* EXERCISE DIRECTIONS
Return every line of the records below verbatim, leaving out the pictures.

* SUPPLIED MATERIAL
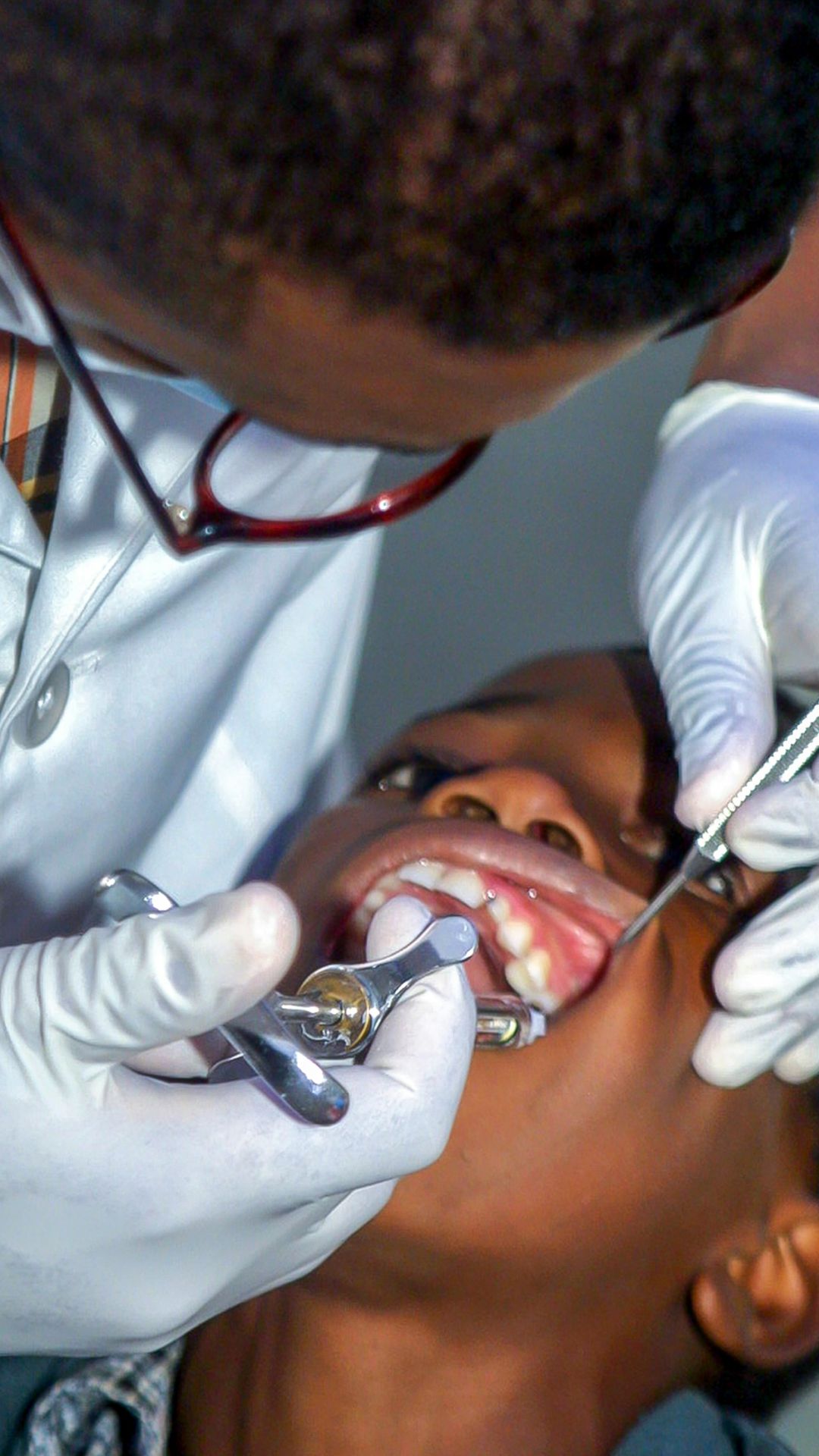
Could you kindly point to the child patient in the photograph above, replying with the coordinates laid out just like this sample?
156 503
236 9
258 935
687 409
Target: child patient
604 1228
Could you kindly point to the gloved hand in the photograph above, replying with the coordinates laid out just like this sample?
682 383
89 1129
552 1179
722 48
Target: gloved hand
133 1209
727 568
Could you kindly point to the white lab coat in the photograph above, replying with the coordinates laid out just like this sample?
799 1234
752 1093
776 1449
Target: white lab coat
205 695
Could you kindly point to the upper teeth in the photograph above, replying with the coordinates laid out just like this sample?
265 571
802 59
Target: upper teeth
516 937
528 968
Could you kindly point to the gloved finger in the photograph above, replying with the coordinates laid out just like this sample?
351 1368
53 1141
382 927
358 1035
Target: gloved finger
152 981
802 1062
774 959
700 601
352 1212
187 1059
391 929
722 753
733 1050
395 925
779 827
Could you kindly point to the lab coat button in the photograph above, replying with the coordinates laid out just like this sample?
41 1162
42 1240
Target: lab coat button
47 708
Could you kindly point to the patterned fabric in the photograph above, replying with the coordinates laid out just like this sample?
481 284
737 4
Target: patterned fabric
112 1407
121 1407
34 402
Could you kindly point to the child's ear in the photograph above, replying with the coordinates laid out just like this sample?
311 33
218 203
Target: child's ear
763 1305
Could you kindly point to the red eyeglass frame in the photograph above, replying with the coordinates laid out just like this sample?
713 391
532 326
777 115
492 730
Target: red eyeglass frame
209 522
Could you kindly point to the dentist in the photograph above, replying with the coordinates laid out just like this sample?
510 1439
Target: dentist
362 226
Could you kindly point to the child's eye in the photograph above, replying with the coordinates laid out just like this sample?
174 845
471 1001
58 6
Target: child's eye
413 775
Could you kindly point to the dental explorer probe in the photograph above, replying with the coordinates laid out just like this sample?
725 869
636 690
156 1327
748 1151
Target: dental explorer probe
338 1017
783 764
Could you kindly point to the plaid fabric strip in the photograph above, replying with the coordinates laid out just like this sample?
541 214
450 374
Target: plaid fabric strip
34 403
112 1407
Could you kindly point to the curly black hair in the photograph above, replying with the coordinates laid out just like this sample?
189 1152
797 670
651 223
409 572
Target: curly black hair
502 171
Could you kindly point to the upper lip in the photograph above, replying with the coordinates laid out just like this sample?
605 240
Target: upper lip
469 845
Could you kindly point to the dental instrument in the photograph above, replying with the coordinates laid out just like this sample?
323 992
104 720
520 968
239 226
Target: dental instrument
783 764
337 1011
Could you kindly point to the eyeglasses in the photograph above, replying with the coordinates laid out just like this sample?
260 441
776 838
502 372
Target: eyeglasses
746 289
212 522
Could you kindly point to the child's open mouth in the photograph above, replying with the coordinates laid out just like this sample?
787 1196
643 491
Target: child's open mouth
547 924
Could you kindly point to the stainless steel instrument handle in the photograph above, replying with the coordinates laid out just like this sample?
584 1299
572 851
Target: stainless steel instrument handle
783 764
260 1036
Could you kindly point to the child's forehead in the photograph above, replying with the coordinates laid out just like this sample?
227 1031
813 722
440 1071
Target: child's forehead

* SOLVED PROBLEM
Could you kindly point to the child patient in the photograph above, replying with the coordinates laid out just like this sample?
156 503
236 9
258 935
687 409
Target: child patient
604 1228
Could you kindly point to the gloved hand in the photograph above, replying with the coordinates laid out just like this sample?
682 383
89 1129
552 1179
722 48
Target: gloved hand
133 1209
727 568
Could you kindly point to the white lab coat in the photograph above, replying with the coordinates laid out just like this sample?
799 1234
752 1093
776 1449
Target: white lab coat
205 695
Could you kindly point to the upper teeth in the photograph above, replying with the coordinates laid out just like this sample?
265 571
802 59
Target: upper teeth
516 937
528 968
Could you kindly point to the gloved finger in the photograph above, replying with the coordinates laid out just like this sample?
351 1368
53 1141
382 927
358 1035
Target: gloved finger
152 981
802 1062
774 959
700 601
352 1212
187 1059
391 929
722 753
733 1050
395 925
779 827
Could you kindly point to the lab coat button in the photograph above, replying with the coordinates laid out just like this sample?
41 1162
42 1240
Target: lab coat button
47 708
Could you kindly point to the patterned fabric in the photograph above, replying with the coordinates laid out just like this sample?
481 284
737 4
Target: patterned fabric
112 1407
121 1407
34 402
Could you kindly point to the child's ear in the photograph above, replying with the coordinates laid out just like this sample?
311 33
218 203
Target: child's ear
763 1305
Could you kindly point to the red eyeglass frame in the photograph above, replying with the coordinates laid out just like this sample?
713 391
532 326
777 115
492 730
Target: red eyeglass frame
209 522
Could you kindly point to the dentist in the photograph above, replying with the coordinates laid out just like this sample?
510 1439
Target: dentist
362 226
Could you kindly point to the child's eye in the photograph above, replying with the coordinates laid out just like this sample?
174 845
471 1001
58 6
Target: child's eye
413 775
Could you kindly point to the dental explorer probe in the photograph above, replying with the coordinates laid out just like this sample?
725 869
636 690
156 1327
748 1151
Target: dental explorer probe
338 1017
783 764
Could you kindly point to the plaid fabric strip in the photograph above, replying with the coordinates laid out just like this sample?
541 214
450 374
Target: plaid fabric strip
34 403
112 1407
Could you kindly point to the curly black hair in the photograph above, replying with the coordinates laid out just like this sample?
189 1152
797 670
651 223
409 572
Target: curly black hair
502 171
Could you kindly point to the upper lip in the photograph above, replying with the coordinates laid out just like this sample?
605 240
Target: upper lip
469 845
Could you kindly point to the dental instrument in the photograph above, replying with the coordinates laid out just like this sample?
323 992
104 720
520 968
239 226
Target: dental instrument
783 764
337 1011
Could you kindly point to the eyeglasses in the photograph above, replying with the coordinates laid out just like this sample?
260 441
776 838
502 372
Target: eyeglasses
746 289
212 522
Could you kindly point to the child's open mouth in the photograph above, replying with the coordinates laid out just like this sample?
787 1196
643 491
Target: child's open mouth
547 924
Could you kindly point to the stainless steel instrument handle in the photograph above, replying with the coordinates laid out just like this sample?
584 1299
572 851
Target: stainless steel instrument handle
783 764
260 1036
Could you kindly point to the child's forehead in the photograph above, replying with the coordinates laid out just like this sample?
227 1031
813 722
440 1071
Target: child's forehead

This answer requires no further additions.